▶ [Task instructions]: Give the lines below again exactly, starting with the line that holds "[locate] the child's" and going on through the line that holds "[locate] the dark knit".

═══ Source records ═══

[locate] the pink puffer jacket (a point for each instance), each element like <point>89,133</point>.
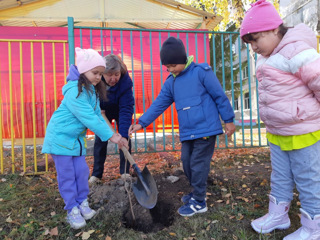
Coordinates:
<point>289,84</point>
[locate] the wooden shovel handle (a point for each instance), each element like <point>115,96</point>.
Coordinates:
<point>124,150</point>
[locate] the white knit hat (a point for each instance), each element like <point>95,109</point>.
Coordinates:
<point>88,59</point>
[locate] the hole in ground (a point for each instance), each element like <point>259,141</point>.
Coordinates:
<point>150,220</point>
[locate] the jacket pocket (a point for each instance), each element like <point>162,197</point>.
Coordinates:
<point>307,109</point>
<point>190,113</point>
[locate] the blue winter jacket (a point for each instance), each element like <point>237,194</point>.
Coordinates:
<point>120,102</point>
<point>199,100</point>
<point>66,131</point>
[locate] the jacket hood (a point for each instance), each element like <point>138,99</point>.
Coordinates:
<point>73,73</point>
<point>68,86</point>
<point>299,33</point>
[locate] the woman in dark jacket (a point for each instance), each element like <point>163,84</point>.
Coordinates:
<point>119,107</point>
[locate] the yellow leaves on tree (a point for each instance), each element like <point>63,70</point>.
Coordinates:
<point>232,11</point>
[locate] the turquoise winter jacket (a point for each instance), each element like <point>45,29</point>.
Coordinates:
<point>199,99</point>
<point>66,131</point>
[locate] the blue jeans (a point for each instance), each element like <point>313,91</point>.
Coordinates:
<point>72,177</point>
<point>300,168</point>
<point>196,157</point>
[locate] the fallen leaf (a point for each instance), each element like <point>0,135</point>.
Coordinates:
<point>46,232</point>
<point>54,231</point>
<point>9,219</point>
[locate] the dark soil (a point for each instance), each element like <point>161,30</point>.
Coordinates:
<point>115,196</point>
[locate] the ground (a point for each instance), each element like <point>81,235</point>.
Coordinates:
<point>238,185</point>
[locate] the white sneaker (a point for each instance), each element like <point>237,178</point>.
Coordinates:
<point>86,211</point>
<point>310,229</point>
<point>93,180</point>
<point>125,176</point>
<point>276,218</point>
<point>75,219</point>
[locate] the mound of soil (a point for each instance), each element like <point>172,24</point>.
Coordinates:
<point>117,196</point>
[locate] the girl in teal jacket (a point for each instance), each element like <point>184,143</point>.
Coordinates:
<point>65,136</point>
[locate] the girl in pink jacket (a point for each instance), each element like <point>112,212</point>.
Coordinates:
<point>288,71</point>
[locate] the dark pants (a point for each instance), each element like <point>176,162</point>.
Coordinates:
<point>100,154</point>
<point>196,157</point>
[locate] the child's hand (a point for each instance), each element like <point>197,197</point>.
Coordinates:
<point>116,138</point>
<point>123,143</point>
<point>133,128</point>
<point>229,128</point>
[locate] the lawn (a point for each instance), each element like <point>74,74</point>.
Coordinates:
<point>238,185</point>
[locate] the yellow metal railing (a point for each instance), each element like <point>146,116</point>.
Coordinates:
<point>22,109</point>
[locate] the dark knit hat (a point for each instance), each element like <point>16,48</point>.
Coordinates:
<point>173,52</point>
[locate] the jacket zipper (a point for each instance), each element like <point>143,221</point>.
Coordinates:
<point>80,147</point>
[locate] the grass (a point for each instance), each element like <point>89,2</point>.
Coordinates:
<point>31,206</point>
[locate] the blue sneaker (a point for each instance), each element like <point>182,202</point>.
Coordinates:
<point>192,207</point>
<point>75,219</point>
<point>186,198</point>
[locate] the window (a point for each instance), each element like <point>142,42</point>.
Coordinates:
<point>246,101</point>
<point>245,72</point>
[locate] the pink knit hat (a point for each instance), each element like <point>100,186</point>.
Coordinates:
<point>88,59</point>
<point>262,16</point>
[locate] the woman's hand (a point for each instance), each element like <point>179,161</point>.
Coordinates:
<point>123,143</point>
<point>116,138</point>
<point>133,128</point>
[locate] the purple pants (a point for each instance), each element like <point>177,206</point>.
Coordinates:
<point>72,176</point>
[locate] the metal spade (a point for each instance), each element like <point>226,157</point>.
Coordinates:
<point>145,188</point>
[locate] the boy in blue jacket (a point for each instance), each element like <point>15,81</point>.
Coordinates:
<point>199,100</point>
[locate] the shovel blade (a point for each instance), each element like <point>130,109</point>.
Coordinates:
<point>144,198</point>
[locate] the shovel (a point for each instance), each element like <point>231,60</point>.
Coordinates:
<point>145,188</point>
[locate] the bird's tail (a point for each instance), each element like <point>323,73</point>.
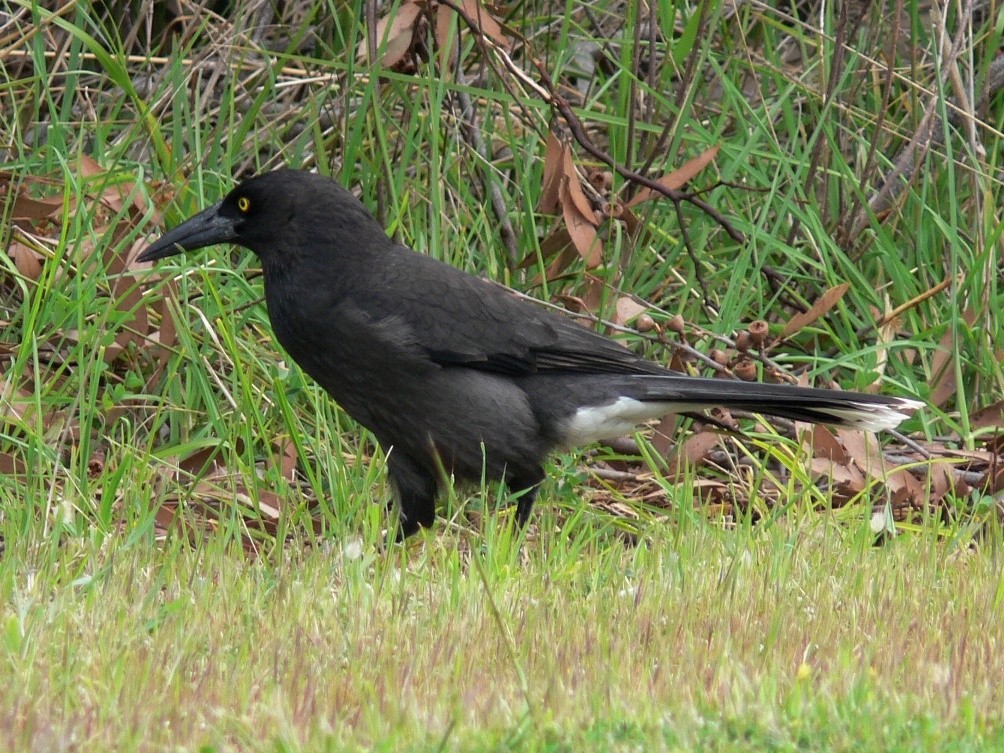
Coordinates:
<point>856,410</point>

═══

▶ [Answer section]:
[locate] the child's hand (a point for each instance), each element like <point>197,197</point>.
Coordinates:
<point>116,138</point>
<point>123,143</point>
<point>133,128</point>
<point>229,128</point>
[locate] the lawn (a point for each instance), each element like <point>74,74</point>.
Coordinates:
<point>238,185</point>
[locate] the yellow metal railing (a point for each instance), each element like <point>146,116</point>.
Coordinates:
<point>22,109</point>
[locate] the dark knit hat (a point for each instance), each element like <point>16,48</point>.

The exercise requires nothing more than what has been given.